→ The problem:
Transcribe, word for word and without additions, each line below from the one containing "positive clicks: (140, 2) (158, 2)" through the one containing "positive clicks: (553, 87) (550, 83)", both ends included.

*** Begin section ***

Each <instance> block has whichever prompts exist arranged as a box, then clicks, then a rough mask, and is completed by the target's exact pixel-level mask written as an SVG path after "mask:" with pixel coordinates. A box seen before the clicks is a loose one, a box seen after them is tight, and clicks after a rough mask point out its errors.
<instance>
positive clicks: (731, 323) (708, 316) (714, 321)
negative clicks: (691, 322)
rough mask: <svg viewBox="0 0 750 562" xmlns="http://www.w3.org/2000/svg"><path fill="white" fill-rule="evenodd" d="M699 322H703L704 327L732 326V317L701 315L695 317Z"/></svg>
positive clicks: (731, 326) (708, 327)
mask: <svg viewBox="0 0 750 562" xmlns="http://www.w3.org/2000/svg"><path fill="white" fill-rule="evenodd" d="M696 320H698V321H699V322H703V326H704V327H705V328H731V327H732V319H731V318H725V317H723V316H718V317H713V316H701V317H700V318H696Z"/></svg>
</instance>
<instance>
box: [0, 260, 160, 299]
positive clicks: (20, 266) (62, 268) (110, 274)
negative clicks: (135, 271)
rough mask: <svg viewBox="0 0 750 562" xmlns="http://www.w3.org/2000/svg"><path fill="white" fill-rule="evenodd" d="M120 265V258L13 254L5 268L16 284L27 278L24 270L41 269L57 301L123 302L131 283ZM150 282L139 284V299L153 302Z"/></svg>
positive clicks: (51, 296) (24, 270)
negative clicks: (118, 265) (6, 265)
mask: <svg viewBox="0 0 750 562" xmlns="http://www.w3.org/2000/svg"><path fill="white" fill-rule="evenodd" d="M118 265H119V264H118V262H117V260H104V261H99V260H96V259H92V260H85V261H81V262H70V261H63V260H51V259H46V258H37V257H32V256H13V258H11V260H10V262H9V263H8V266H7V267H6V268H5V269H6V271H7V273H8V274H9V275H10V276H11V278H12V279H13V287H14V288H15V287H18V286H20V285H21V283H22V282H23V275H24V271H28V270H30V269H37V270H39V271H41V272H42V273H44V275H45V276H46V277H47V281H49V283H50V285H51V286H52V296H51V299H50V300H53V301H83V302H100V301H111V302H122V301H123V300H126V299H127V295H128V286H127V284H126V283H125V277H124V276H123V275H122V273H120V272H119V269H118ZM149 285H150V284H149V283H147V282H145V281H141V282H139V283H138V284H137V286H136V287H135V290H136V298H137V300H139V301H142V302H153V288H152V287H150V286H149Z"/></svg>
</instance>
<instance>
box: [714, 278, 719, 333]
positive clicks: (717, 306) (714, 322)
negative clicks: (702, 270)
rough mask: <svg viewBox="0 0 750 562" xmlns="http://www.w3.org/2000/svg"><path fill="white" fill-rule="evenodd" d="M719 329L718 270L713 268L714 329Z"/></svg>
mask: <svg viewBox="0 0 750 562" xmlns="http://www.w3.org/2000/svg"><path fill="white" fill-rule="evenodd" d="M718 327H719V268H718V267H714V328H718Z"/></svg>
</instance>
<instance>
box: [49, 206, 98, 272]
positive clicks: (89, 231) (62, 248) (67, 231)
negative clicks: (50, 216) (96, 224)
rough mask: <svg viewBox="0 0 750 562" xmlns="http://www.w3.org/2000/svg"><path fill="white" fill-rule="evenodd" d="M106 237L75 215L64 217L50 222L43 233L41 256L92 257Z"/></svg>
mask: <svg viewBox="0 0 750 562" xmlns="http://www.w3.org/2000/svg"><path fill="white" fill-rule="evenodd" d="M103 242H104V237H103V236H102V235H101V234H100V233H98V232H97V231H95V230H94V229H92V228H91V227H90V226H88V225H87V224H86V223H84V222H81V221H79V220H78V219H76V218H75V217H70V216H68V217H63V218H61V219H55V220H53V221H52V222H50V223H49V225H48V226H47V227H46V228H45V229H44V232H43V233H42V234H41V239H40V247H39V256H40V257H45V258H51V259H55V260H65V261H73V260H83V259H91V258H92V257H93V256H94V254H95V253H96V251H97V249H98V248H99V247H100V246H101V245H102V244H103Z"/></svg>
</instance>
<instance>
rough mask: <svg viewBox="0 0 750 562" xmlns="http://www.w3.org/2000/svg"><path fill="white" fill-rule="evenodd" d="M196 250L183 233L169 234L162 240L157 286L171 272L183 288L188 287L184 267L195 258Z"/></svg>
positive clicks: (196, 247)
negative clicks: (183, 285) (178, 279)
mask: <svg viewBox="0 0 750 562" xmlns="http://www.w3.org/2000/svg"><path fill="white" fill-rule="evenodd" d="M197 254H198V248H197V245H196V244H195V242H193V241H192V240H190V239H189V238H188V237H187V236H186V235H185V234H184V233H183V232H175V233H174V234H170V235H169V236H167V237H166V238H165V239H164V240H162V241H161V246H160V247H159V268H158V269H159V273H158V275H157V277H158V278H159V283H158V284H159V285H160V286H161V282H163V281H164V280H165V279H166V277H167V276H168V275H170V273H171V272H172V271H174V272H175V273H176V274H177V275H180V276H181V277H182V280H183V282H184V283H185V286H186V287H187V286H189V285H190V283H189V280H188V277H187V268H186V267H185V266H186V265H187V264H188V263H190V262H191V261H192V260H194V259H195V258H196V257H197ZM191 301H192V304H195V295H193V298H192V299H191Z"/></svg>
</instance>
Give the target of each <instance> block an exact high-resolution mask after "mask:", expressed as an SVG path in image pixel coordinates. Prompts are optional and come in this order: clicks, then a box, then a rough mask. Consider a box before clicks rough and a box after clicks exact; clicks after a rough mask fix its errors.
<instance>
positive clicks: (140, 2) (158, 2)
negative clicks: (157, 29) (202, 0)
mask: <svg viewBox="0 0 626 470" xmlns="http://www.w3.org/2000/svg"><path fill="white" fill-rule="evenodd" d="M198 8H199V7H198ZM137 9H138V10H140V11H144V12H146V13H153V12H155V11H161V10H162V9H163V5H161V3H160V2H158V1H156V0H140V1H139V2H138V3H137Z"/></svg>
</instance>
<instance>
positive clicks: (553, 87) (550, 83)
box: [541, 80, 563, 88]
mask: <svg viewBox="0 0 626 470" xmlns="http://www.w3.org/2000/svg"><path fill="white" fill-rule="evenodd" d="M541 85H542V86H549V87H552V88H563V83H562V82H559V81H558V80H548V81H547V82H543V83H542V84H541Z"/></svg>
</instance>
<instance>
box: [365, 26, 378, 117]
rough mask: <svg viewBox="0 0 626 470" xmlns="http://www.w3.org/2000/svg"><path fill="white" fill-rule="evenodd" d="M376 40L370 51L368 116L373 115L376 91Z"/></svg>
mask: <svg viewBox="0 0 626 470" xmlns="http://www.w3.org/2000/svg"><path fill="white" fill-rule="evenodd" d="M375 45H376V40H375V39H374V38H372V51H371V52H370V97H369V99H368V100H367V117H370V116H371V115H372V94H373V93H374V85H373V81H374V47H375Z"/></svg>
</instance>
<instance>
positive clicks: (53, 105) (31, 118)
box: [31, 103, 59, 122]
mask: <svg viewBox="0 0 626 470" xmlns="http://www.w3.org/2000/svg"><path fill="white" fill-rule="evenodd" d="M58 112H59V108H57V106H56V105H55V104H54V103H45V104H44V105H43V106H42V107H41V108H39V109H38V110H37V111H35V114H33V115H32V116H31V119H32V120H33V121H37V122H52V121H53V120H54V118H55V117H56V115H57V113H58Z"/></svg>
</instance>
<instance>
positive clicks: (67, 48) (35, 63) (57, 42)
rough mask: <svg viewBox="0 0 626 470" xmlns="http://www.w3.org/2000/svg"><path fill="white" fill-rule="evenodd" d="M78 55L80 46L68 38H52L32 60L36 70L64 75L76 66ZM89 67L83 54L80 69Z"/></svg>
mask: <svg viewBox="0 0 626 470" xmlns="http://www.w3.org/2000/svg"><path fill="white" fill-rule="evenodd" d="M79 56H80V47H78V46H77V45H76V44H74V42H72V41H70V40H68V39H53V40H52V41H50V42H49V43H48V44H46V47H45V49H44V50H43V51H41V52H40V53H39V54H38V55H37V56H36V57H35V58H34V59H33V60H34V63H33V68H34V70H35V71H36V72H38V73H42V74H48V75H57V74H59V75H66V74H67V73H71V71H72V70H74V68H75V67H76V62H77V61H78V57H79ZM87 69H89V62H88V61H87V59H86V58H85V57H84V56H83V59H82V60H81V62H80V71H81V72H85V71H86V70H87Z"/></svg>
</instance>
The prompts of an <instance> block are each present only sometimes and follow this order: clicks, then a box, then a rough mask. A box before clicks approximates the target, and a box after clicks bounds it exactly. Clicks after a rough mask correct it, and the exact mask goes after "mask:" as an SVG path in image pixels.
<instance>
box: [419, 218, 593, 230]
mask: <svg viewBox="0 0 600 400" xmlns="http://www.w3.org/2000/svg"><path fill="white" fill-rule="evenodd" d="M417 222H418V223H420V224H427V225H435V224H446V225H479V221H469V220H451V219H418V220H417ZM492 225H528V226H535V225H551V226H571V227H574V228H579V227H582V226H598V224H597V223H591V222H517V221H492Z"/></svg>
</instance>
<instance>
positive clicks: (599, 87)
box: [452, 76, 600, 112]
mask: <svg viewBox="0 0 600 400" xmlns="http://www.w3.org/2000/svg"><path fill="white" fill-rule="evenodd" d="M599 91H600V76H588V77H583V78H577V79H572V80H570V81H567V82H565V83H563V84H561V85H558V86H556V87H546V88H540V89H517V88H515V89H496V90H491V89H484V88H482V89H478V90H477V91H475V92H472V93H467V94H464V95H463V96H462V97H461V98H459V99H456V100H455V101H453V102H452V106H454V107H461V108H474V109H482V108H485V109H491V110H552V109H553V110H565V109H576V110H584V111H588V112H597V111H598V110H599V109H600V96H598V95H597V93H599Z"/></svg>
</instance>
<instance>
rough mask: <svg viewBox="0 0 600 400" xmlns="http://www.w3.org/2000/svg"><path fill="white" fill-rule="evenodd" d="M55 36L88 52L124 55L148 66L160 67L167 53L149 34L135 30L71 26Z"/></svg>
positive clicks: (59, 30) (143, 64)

*** End section ***

→ Output below:
positive clicks: (140, 2) (158, 2)
negative clicks: (157, 29) (202, 0)
mask: <svg viewBox="0 0 626 470" xmlns="http://www.w3.org/2000/svg"><path fill="white" fill-rule="evenodd" d="M198 8H199V7H198ZM137 9H138V10H140V11H144V12H146V13H153V12H155V11H161V10H162V9H163V5H161V3H160V2H158V1H156V0H140V1H139V2H138V3H137Z"/></svg>
</instance>
<instance>
positive clicks: (553, 87) (550, 83)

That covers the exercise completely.